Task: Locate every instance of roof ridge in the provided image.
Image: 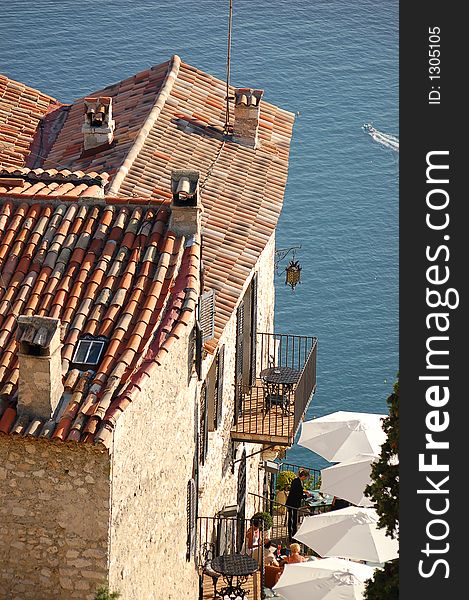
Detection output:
[107,54,181,196]
[0,73,60,102]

◆ ◆ ◆ ◆ ◆ ◆ ◆

- **Written exercise**: Could you copy out each of the entries above word for word, leaving the pictures out?

- **Answer below**:
Task: Locate every instance of roof ridge in the provided image.
Image: 
Detection output:
[107,54,181,196]
[0,73,60,102]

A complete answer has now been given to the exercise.